TEXTO FUENTE -
★ ★ ★ ★ ★ ★ ★

El autor de este prólogo es, sin duda, el traductor anónimo de la Política y de la Económica. (Véase su artículo.)

Acabada la versión de la Ética y la Lamentación a la muerte del rey D. Alonso, se lee lo siguiente:

«Acábanse los diez libros de la Éthica de Aristótel, los quales fueron transladados por el muy illustre D. Carlos, príncipe de Viana, primogénito de Navarra, &. &. Y síguense los ocho libros de la Política del mesmo Aristótil, los quales agora nuevamente han sido transladados de latín en romance, de la translación de Leonardo Aretino.» (V. entre los anónimos.)

Este volumen aparece impreso en Zaragoza, a 20 de mayo de 1509, por Jorge Coci, teutónico, maestro de la estampa en dicha ciudad. Es un tomo en folio, letra de Tortis, con 150 hojas. No ha sido reimpreso nunca, por lo cual es libro muy raro y buscado entre los bibliófilos. Sin embargo, hemos tenido ocasión de ver más de un ejemplar. La edición es buena, como todas las que salieron de las prensas de Coci, por más que no iguale a su celebrado Tito Livio.

No parece fuera de propósito advertir que, para instrucción [p. 359] del príncipe de Viana y a ruegos de su ayo el gran prior D. Juan de Beamonte, compuso el Bachiller Alfonso de la Torre la Visión delectable de la filosofía y artes liberales, uno de los mejores libros de filosofía moral, que produjo el siglo décimoquinto.

Adición

El señor D. José Amador de los Ríos en el tomo VII de su excelente Historia de la literatura española da larga noticia de la vida y obras literarias del Príncipe de Viana. Cita asimismo un códice de escritos de Mosén Ruiz de Corella, que perteneció a la biblioteca de Mayáns y hoy se halla en la de los condes de Trigona en Valencia. Allí se leen, con el título de La demanda que el Senyor Príncipe don Carlos demaná, tres epístolas, dos en castellano, del príncipe, y una en catalán, de Corella, sobre aquel asunto tan tratado por los trovadores del siglo XV, que en tiempos posteriores dió a Calderón asunto para su comedia Amante y amado.

★ ★ ★ ★ ★ ★ ★

TRABAJO PEDIDO -
1) Según el texto sobre el príncipe de Viana, ¿en qué ciudad y en qué fecha se imprimió el volumen?
2) Prosigue el texto sobre el príncipe de Viana a partir de su última oración.

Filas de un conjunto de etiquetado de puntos
★ ★ ★ ★ ★ ★ ★

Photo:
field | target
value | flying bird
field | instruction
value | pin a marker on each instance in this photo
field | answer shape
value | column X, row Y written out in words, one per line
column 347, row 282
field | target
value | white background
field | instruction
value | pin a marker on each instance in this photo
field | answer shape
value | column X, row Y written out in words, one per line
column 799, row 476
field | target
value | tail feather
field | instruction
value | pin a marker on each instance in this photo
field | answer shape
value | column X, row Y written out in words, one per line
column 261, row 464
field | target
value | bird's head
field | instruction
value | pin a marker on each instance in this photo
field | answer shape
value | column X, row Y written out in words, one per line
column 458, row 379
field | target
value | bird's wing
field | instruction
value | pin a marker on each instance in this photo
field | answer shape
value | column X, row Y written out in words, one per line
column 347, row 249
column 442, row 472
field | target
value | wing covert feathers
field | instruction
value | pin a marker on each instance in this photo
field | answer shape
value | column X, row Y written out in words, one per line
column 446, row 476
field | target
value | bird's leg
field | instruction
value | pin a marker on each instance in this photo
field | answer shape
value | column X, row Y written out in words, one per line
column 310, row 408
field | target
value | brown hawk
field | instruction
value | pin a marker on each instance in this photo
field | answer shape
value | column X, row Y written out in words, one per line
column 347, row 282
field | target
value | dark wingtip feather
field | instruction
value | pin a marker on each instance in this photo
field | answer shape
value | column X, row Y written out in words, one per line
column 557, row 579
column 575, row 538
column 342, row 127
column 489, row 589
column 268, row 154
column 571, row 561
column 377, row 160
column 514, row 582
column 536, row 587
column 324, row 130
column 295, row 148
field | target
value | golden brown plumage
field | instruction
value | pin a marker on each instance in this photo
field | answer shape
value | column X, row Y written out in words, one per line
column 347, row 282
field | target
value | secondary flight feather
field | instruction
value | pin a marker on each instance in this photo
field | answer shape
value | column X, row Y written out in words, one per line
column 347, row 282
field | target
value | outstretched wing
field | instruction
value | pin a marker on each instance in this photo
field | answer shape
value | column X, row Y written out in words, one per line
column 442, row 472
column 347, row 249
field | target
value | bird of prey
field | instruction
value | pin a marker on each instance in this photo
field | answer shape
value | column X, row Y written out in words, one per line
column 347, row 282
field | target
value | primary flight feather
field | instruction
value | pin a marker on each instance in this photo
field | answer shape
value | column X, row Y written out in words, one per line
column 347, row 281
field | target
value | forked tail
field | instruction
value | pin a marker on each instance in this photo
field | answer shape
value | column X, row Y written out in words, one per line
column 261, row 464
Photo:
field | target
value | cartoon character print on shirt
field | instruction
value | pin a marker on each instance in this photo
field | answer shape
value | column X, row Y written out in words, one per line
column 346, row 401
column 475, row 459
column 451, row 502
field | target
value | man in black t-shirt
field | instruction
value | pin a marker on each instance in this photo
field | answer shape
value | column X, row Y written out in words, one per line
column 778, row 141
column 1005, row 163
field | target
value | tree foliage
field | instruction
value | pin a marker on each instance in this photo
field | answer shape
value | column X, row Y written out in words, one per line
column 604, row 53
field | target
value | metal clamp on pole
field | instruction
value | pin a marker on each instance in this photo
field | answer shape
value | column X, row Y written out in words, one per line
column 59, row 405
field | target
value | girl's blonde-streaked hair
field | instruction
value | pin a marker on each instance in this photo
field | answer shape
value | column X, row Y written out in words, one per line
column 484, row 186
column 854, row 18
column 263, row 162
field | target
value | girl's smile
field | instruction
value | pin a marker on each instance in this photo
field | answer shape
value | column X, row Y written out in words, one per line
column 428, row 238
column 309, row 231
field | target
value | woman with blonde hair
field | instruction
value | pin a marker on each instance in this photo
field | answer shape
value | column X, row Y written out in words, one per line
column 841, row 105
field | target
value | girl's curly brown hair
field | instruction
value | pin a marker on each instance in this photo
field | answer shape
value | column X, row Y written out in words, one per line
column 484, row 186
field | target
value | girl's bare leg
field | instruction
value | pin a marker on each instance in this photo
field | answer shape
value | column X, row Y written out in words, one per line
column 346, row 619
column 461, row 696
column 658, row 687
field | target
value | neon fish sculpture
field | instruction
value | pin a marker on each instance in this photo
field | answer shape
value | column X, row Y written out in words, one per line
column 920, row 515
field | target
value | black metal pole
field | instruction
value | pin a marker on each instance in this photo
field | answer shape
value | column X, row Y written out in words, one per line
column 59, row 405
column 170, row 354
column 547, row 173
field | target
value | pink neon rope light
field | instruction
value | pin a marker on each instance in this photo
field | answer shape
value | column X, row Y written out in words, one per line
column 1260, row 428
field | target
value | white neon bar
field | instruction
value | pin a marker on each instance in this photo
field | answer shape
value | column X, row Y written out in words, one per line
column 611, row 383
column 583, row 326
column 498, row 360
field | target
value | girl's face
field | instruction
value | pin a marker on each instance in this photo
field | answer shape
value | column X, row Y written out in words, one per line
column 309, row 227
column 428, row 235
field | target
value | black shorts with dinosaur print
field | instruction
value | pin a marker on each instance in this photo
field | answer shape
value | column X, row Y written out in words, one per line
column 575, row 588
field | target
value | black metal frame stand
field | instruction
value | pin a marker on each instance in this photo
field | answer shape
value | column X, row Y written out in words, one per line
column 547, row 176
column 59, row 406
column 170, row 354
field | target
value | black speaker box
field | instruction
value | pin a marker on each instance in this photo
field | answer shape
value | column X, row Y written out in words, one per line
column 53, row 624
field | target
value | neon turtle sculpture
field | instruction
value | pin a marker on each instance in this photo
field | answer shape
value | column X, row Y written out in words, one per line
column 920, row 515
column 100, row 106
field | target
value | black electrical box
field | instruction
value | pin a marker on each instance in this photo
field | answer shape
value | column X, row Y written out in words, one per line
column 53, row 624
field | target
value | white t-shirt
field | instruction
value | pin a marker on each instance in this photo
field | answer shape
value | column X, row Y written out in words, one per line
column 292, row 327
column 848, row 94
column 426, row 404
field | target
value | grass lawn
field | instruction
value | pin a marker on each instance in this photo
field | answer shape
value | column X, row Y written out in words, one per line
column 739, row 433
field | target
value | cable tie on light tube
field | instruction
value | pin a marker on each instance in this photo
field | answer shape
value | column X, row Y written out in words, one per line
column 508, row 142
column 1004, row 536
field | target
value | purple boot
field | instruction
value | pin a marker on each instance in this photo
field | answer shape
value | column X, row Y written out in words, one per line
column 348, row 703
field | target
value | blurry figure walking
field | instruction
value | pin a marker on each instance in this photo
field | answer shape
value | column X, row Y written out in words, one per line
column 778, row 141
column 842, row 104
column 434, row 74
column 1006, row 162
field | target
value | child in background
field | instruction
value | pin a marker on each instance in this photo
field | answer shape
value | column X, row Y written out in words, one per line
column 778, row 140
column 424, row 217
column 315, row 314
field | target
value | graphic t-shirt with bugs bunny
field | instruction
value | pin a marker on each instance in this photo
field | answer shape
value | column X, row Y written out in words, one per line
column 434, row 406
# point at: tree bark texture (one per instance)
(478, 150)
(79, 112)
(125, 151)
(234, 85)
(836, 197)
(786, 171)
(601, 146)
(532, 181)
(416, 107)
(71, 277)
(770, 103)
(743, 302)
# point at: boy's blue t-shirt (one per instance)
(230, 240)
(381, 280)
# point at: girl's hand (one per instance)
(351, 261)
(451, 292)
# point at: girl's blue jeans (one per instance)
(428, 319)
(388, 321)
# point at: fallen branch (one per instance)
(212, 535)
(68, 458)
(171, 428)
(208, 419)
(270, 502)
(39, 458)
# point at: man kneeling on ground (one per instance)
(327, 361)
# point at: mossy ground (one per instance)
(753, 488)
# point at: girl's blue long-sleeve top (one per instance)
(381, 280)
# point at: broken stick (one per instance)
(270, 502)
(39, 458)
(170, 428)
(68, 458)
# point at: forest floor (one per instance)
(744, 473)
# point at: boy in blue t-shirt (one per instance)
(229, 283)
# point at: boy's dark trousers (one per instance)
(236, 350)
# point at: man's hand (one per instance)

★ ★ ★ ★ ★ ★ ★

RESPUESTAS -
1) En Zaragoza, el 20 de mayo de 1509.

2)
Atribúyese al príncipe una traducción del libro de La condición de la nobleza, de Angelo de Milán, existente en la Biblioteca Colombina.

No satisfecho con la versión de la Éthica de Aristóteles concibió el pensamiento de un tratado de moral cristiana, y a este propósito se conserva, y fué publicada por Yanguas en el Diccionario de Antiguedades de Navarra una «Epístola del Sereníssimo e virtuoso príncipe don Karlos, primogénito d'Aragón, de inmortal memoria, endreçada a todos los valientes letrados de la Spanya, exhortando e requiriéndoles a que den obra e fin a lo que por ella podrán ser informados.» Allí expone el plan del libro que deseaba se escribiese sobre el particular.

Floranes, Garibay y Latassa mencionan un libro de los Miraglos de S. Miguel de Excelsis, debido al Príncipe de Viana. Hoy es desconocido.

Notas

[p. 336]. [1] . Palabras de Mariana.

[p. 337]. [1] . Fué jurado heredero Don Carlos en 1428.

[p. 342]. [1] . Fuéronlo el Maestre de Montesa, Luis Despuig y D. Juan Fernández de Híjar, llamado el Orador.

 

[p. 349]. [1] . Fuentes para esta narración: Aleson, Anales del reino de Navarra, continuación de los de Moret (Pamplona, 1766), tomo IV, pp. 398, 354, 365, 366 y passim. Zurita, Anales de Aragón (Zaragoza, 1582), tomos III y IV, passim. Lucio Marineo Sículo, De rebus Hispaniae memorabilibus (en la Hispania Illustrata de Andrés Scoto). Abarca, Reyes de Aragón en anales históricos (Madrid, 1682), tomo II. Diego Henríquez del Castillo, Crónica de Enrique IV (Madrid, 1789). Mariana, libro 23. Nicolás Antonio, Quintana, Vidas de españoles célebres, Yanguas, Noticias bibliográficas, etc. Véanse además todos los historiadores generales y los particulares de Cataluña.

[p. 355]. [1] . Cita de él algunos pasajes el señor Amador de los Ríos.